* **DATASET RECORDS**:
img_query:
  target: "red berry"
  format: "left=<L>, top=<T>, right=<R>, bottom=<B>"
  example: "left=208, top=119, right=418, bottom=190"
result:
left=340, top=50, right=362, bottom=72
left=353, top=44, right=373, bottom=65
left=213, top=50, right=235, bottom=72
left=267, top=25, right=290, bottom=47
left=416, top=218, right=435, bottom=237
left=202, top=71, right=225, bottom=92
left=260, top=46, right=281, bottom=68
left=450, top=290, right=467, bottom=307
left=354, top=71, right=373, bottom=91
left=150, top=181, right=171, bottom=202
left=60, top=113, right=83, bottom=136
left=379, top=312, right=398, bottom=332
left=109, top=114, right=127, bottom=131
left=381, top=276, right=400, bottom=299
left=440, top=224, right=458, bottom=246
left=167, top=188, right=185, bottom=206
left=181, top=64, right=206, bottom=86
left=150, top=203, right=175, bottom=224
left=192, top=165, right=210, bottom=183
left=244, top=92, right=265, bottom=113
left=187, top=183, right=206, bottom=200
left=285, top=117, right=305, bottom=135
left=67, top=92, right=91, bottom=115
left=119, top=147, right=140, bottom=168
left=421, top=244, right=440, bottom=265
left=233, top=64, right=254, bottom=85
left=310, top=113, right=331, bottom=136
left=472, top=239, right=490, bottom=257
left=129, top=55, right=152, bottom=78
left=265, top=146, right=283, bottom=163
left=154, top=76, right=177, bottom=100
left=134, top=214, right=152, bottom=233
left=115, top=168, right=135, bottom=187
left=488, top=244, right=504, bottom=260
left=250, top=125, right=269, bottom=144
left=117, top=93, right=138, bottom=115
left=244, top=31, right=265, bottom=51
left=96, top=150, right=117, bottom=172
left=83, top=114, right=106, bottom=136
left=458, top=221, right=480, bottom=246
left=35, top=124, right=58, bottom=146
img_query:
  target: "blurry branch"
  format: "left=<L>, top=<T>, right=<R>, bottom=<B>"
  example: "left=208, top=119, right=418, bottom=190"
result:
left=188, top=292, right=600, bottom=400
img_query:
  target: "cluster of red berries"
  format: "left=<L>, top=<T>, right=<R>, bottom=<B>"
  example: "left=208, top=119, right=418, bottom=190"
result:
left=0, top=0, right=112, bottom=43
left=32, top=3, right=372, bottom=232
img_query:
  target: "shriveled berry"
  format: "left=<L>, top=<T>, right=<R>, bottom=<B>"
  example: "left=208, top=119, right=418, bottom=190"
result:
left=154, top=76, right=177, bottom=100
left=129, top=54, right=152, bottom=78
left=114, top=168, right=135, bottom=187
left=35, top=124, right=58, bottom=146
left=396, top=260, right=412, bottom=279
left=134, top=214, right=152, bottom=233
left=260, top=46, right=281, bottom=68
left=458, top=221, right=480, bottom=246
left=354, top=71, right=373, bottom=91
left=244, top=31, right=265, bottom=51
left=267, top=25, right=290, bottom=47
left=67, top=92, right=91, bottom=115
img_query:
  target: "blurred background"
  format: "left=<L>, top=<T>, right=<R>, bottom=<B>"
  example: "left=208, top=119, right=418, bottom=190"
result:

* **AIM OF THE TASK**: Reproduce the data from its first line through the line containing "left=213, top=50, right=235, bottom=72", substituting "ripe berry" for "red berry" and changing nothing else.

* **WRITTEN ANSWER**:
img_query:
  target: "ripe berry"
  format: "left=<L>, top=<T>, right=<R>, bottom=<B>"
  example: "left=208, top=119, right=418, bottom=190"
result:
left=340, top=50, right=362, bottom=72
left=353, top=44, right=373, bottom=65
left=213, top=50, right=235, bottom=72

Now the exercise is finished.